In 1982, the 401(k) plan was introduced. For a large number of American workers this is the main retirement savings vehicle provided by their employer. It has supplanted the defined benefit pension plan at most companies.

Photo by Carolyn Forsyth

September, 2017

Do I need a 401(k)?

The answer is… YES!

A 401(k) provides the following benefits:

The funds are placed in your account pre-tax. So, if your tax rate is 20% you get $1.00 instead of 80 cents. You will pay taxes when you withdraw funds from your 401(k) but the expectation is that you will have a lower tax rate (if retired) or you will be using funds for an important purpose (home purchase, college costs, medical need).

Your company may offer matching contributions up to a given percentage (usually 3% to 5%). If so, make sure that you capture all of those matching funds.  That gives you an extra savings amount.

The funds are captured monthly and you don’t have to think about it.  That means it happens every month and helps you build your savings.

In general, the fees are generally less than if you were doing this as an individual. This is not true in all cases but generally your company will be able to get a lower fee for the investors in their 401(k).

****************************************

**Task requirements:**
Transcribe the part of the 401(k) passage that begins at the words "The funds are placed" and ends after the words "costs, medical need).".

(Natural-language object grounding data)
****************************************

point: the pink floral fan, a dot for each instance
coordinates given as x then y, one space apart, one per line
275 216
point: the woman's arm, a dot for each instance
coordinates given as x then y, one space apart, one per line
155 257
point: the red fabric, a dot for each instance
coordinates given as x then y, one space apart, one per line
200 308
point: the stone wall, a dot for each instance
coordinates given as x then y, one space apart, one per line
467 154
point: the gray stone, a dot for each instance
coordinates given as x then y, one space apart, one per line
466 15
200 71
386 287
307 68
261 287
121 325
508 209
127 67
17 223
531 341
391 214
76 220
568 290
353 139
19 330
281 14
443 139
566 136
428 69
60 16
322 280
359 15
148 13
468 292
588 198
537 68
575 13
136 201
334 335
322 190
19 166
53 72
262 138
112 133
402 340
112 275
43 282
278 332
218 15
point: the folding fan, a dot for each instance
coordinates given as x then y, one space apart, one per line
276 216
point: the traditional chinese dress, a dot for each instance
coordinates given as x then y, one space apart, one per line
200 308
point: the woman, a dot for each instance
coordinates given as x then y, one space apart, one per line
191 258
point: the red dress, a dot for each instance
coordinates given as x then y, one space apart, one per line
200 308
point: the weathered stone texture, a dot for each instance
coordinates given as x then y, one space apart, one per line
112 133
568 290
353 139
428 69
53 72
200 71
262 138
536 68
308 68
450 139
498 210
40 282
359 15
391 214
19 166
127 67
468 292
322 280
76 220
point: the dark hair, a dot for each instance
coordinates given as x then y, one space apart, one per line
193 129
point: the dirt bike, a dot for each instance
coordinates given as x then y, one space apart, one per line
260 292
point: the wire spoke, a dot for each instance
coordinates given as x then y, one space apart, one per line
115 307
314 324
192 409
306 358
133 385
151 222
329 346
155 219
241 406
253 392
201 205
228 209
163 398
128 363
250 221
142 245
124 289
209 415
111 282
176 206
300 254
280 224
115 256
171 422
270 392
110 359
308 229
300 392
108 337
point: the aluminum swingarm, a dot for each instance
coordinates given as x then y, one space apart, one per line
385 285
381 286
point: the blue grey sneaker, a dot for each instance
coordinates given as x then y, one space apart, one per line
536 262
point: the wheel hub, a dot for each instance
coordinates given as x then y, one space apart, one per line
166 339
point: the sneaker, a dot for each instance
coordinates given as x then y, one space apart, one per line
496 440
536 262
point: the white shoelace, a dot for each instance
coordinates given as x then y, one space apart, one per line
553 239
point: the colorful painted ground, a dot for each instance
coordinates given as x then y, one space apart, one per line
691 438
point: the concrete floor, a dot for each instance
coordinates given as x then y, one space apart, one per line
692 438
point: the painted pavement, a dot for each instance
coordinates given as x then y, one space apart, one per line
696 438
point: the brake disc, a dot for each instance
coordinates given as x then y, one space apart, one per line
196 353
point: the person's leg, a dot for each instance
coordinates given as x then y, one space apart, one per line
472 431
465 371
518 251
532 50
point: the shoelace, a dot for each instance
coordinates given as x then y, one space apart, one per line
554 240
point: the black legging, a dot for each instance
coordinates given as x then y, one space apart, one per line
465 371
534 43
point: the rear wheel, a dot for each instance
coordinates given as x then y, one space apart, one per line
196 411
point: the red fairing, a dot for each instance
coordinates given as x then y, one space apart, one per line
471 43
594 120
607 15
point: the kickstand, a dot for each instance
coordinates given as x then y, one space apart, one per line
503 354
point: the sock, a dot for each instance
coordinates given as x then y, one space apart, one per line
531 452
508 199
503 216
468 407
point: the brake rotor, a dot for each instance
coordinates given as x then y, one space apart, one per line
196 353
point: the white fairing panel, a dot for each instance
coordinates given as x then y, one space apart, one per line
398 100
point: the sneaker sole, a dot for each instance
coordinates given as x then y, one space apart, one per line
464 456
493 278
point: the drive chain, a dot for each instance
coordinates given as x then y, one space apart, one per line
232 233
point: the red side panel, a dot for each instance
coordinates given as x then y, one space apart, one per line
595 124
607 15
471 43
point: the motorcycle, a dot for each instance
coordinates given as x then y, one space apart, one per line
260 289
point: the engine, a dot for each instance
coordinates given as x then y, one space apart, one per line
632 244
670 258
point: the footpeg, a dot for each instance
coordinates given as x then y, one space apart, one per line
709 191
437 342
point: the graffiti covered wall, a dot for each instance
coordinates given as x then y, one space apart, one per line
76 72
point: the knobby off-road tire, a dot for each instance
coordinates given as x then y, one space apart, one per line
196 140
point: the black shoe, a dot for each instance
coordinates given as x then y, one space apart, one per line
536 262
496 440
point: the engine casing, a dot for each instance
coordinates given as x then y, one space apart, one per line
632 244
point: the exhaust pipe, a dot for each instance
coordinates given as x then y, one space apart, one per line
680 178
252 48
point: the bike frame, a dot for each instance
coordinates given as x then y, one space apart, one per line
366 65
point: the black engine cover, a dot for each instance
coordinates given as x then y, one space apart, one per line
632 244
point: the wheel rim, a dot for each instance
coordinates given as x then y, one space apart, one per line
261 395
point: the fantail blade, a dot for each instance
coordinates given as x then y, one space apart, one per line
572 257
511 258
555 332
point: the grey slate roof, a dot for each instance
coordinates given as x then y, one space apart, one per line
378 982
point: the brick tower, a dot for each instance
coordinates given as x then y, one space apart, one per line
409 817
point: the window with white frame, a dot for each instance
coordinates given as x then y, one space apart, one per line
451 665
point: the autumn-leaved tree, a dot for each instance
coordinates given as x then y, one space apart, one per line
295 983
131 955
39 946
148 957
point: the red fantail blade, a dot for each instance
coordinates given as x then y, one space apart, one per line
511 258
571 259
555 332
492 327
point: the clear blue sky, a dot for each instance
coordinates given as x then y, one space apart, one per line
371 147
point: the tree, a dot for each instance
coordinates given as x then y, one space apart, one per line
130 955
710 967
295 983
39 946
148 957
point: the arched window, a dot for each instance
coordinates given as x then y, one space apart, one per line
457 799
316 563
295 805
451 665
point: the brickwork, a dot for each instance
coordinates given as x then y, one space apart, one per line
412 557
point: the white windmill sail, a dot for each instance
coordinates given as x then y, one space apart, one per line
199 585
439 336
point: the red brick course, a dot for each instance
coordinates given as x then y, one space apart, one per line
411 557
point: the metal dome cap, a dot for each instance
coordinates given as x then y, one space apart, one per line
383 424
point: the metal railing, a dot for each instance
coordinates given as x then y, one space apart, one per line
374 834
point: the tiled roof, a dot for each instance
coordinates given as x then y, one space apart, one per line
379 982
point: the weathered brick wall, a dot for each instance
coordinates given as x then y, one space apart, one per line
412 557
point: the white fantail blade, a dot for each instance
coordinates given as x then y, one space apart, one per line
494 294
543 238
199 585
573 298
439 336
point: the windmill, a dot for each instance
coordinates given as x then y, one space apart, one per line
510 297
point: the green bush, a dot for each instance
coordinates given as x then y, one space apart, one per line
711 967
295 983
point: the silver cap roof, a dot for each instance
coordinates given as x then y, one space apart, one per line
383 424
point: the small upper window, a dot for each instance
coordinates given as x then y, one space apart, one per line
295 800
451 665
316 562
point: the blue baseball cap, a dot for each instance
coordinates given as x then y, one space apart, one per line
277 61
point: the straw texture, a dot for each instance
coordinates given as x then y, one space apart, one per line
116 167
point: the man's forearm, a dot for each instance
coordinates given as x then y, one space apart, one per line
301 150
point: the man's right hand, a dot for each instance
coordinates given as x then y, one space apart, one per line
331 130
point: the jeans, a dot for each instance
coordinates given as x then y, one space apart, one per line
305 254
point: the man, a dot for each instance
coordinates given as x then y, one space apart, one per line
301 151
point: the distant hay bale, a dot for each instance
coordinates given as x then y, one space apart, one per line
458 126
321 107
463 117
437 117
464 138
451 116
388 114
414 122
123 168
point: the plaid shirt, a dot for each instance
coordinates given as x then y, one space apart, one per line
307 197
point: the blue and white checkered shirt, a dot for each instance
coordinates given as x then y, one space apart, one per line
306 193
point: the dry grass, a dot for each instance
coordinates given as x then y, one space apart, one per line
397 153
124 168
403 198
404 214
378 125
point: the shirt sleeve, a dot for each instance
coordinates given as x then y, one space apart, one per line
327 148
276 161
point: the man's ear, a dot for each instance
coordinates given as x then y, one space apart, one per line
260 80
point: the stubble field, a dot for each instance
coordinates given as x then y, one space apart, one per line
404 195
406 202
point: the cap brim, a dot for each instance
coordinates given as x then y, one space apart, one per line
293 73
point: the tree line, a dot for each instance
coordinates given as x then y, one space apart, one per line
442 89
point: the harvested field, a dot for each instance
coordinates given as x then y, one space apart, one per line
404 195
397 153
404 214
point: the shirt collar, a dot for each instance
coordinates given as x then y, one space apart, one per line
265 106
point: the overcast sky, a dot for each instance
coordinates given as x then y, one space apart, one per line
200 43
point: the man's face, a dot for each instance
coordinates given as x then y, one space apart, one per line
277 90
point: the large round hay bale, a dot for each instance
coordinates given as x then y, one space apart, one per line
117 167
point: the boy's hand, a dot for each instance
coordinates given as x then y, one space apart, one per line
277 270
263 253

****************************************

**Response:**
The funds are placed in your account pre-tax. So, if your tax rate is 20% you get $1.00 instead of 80 cents. You will pay taxes when you withdraw funds from your 401(k) but the expectation is that you will have a lower tax rate (if retired) or you will be using funds for an important purpose (home purchase, college costs, medical need).